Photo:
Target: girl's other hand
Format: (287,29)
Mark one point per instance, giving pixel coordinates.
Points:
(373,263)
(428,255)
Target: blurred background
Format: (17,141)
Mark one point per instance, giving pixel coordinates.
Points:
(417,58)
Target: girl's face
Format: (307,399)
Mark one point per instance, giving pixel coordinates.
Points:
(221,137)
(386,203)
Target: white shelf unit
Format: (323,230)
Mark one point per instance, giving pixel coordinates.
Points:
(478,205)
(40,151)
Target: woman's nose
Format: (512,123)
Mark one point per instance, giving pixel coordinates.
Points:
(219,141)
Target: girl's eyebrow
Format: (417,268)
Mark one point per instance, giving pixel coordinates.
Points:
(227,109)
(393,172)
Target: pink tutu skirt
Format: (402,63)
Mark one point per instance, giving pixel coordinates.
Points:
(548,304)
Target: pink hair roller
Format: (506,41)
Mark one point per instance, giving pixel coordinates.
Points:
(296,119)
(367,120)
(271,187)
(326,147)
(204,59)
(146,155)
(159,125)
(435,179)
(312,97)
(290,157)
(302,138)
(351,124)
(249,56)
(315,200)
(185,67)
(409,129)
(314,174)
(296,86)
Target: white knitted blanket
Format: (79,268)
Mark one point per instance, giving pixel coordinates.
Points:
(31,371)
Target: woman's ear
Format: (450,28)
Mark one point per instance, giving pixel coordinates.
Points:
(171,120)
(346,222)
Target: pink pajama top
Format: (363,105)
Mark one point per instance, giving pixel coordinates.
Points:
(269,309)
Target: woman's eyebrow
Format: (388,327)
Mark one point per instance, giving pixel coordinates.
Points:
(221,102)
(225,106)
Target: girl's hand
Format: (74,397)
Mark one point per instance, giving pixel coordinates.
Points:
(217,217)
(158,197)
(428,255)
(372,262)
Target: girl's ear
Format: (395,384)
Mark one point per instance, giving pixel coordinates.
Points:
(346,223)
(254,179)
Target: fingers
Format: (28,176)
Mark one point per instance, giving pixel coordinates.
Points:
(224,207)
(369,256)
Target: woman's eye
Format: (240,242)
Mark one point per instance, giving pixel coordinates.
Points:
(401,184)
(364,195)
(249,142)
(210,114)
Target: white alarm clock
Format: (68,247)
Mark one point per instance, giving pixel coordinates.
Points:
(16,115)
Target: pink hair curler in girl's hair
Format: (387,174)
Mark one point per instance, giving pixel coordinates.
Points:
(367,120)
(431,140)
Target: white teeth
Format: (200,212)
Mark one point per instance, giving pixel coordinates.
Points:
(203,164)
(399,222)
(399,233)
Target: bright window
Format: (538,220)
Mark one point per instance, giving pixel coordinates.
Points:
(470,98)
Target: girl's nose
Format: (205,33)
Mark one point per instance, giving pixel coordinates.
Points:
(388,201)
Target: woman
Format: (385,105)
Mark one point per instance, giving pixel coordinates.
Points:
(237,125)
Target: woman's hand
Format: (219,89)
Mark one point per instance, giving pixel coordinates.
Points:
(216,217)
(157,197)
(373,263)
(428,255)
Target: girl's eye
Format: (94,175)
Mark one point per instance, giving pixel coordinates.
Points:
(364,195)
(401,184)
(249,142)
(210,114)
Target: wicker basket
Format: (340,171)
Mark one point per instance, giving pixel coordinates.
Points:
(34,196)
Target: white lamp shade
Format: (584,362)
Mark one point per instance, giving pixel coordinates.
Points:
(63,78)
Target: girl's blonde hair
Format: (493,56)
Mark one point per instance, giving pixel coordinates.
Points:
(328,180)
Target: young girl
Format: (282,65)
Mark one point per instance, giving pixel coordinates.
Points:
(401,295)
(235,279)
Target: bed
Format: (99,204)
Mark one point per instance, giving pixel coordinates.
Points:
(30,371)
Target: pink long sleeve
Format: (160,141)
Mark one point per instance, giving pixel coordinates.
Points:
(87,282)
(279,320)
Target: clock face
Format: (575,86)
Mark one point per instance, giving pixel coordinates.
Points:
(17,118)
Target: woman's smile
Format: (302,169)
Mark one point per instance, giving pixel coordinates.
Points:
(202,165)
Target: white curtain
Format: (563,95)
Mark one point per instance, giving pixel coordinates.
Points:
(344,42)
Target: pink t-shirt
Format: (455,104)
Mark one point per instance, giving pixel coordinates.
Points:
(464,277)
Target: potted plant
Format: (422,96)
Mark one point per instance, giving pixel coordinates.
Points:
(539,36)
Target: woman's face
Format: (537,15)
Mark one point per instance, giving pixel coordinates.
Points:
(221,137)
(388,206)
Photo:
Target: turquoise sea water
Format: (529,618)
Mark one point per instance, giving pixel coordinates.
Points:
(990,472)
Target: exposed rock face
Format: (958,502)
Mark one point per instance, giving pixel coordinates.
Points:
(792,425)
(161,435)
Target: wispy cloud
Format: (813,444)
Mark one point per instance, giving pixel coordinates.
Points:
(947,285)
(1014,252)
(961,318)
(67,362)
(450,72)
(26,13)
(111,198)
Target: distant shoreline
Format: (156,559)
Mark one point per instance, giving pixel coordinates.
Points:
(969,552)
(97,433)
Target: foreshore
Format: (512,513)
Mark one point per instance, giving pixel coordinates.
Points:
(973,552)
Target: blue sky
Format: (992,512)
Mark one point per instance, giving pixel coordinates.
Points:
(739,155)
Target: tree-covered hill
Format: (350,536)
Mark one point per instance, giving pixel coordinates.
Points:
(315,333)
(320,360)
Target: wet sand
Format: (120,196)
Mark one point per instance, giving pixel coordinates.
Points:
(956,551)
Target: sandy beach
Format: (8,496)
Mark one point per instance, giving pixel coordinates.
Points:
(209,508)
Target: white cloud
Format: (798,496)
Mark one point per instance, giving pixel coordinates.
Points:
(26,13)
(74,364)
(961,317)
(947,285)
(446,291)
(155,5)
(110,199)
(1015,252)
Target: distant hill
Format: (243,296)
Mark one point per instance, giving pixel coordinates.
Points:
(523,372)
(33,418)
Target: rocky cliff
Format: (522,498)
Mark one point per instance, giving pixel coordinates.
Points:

What you should do |
Quote all of the entries exactly as they appear.

Exercise result |
Photo:
Target: girl's other hand
Format: (287,29)
Mark one point per instance, giving pixel coordinates.
Points:
(373,263)
(428,255)
Target: blurred background
Format: (17,141)
Mark one point per instance, giving pixel coordinates.
Points:
(417,58)
Target: girl's face
Format: (307,399)
Mark one point per instance, giving pixel coordinates.
Points:
(221,137)
(386,203)
Target: white shelf unit
Format: (323,230)
Mark one point per instance, giving pixel coordinates.
Points:
(478,205)
(40,151)
Target: woman's nose
Format: (512,123)
Mark one point per instance, giving pixel coordinates.
Points:
(219,141)
Target: girl's eyebrow
Format: (417,268)
Mark one point per instance, giving pixel coordinates.
Points:
(227,109)
(393,172)
Target: pink tutu skirt
Format: (402,63)
Mark one point per instance, giving pixel coordinates.
Points:
(548,304)
Target: pink hair roller
Format: (506,41)
Mark one point per instance, giving pixel coordinates.
Points:
(296,119)
(367,120)
(271,187)
(326,147)
(204,59)
(146,155)
(159,125)
(435,179)
(312,97)
(290,157)
(302,138)
(351,124)
(249,56)
(315,200)
(185,67)
(409,129)
(314,174)
(296,86)
Target: white knitted blanket
Format: (79,268)
Mark one point per instance, giving pixel coordinates.
Points:
(31,371)
Target: woman's ear
Format: (450,28)
Mark one point per instance, giving pixel coordinates.
Points:
(171,120)
(346,222)
Target: pink pajama top
Format: (363,105)
Mark one point per instance, giving pixel coordinates.
Points:
(269,309)
Target: woman's eyebrow
Format: (388,327)
Mark one point per instance, giving pixel coordinates.
Points:
(221,102)
(225,106)
Target: girl's hand
Format: (74,397)
Mark one point per instance, giving pixel coordinates.
Points:
(217,217)
(158,197)
(428,255)
(372,262)
Target: girl's ear
Format: (395,384)
Mark one point per instance, giving pixel coordinates.
Points:
(346,223)
(254,179)
Target: fingers
Format: (28,176)
Mark one point per instance, giving pixel coordinates.
Points:
(224,207)
(369,256)
Target: woman's eye
Format: (240,242)
Mark one point per instance, giving pixel coordinates.
Points:
(401,184)
(364,195)
(249,142)
(210,114)
Target: white alarm clock
Format: (68,247)
Mark one point per instance, giving pixel coordinates.
Points:
(16,115)
Target: pink hair curler in girl's hair
Format: (387,174)
Mark one point per instance, giving pixel coordinates.
Points:
(367,120)
(431,140)
Target: white teeth
Format: (200,212)
Mark one point per instance, giving pixel coordinates.
Points:
(203,164)
(399,222)
(399,233)
Target: bright window
Format: (538,220)
Mark one point per instance, giving pixel coordinates.
Points:
(470,98)
Target: girl's nose
Format: (205,33)
Mark one point per instance, giving pixel coordinates.
Points:
(388,201)
Target: woman
Format: (385,105)
Mark one point per instance, giving pixel coordinates.
Points:
(237,125)
Target: woman's hand
Format: (219,89)
Mark one point per instance, giving pixel coordinates.
Points:
(216,217)
(157,197)
(373,263)
(428,255)
Target: girl's eye
Format: (94,175)
Mark one point per instance, giving pixel coordinates.
Points:
(364,195)
(401,184)
(249,142)
(210,114)
Target: wicker basket
Format: (340,171)
Mark one point per instance, giving pixel coordinates.
Points:
(34,196)
Target: white lamp shade
Format: (584,362)
Mark one point per instance, giving pixel coordinates.
Points:
(63,78)
Target: girl's blonde hair
Format: (493,56)
Mark one point per instance, giving pixel coordinates.
Points:
(328,180)
Target: young girl
Format: (282,65)
Mark one point per instance, giving pixel coordinates.
Points:
(401,295)
(235,279)
Target: bed
Format: (99,204)
Mark one point per instance, giving pixel coordinates.
Points:
(30,371)
Target: pink long sleeve
Format: (160,141)
Mark one point per instance, giving pixel coordinates.
Points:
(87,282)
(279,320)
Target: clock face
Format: (575,86)
Mark one point per instance, giving pixel coordinates.
Points:
(17,118)
Target: woman's smile
Format: (302,169)
Mark one point per instance, giving pixel coordinates.
Points:
(202,165)
Target: white curtain
Format: (563,95)
Mark one point per instance, giving pixel coordinates.
Points:
(344,42)
Target: pink t-shirt
Format: (455,104)
Mark one point per instance, giving pixel coordinates.
Points:
(464,277)
Target: potted plant
Format: (422,96)
Mark one point per instance, giving pixel coordinates.
Points:
(539,36)
Target: woman's face
Format: (537,15)
Mark one point per instance, giving pixel coordinates.
Points:
(221,137)
(388,206)
Photo:
Target: turquoise sea water
Format: (529,618)
Mark one point per instance, giving pixel coordinates.
Points:
(990,472)
Target: exposed rock face
Format: (958,502)
Mark one point per instance, giving pixel coordinates.
Points:
(792,425)
(161,435)
Target: wispy cloud
Format: (813,444)
Mark one point per instance, giving pixel coordinates.
Points:
(947,285)
(1014,252)
(961,318)
(67,362)
(450,72)
(26,13)
(111,198)
Target: distant shoreline
Format: (156,559)
Mark one point per instance, giving pixel coordinates.
Points:
(969,552)
(97,433)
Target: foreshore
Format: (512,513)
Mark one point per instance, giving pixel coordinates.
Points:
(973,552)
Target: blue sky
Format: (992,512)
Mark one point per instance, giving pixel coordinates.
Points:
(739,155)
Target: tree-covered hill
Format: (350,536)
Mark one point per instance, giving pixel coordinates.
Points:
(315,333)
(320,360)
Target: wet sand
Format: (120,196)
Mark one point per instance, giving pixel coordinates.
Points:
(956,551)
Target: sandy beach
Format: (8,496)
Mark one point per instance, giving pixel coordinates.
Points:
(209,508)
Target: white cloud
Format: (798,496)
Mark one point per instance, giving pixel coordinates.
Points:
(26,13)
(74,364)
(961,317)
(947,285)
(446,291)
(155,5)
(110,199)
(1015,252)
Target: distant hill
Format: (243,296)
Mark one point per instance, giving pixel coordinates.
Points:
(523,372)
(33,418)
Target: rocky cliff
Format: (522,498)
Mark one point per instance, giving pixel coordinates.
Points:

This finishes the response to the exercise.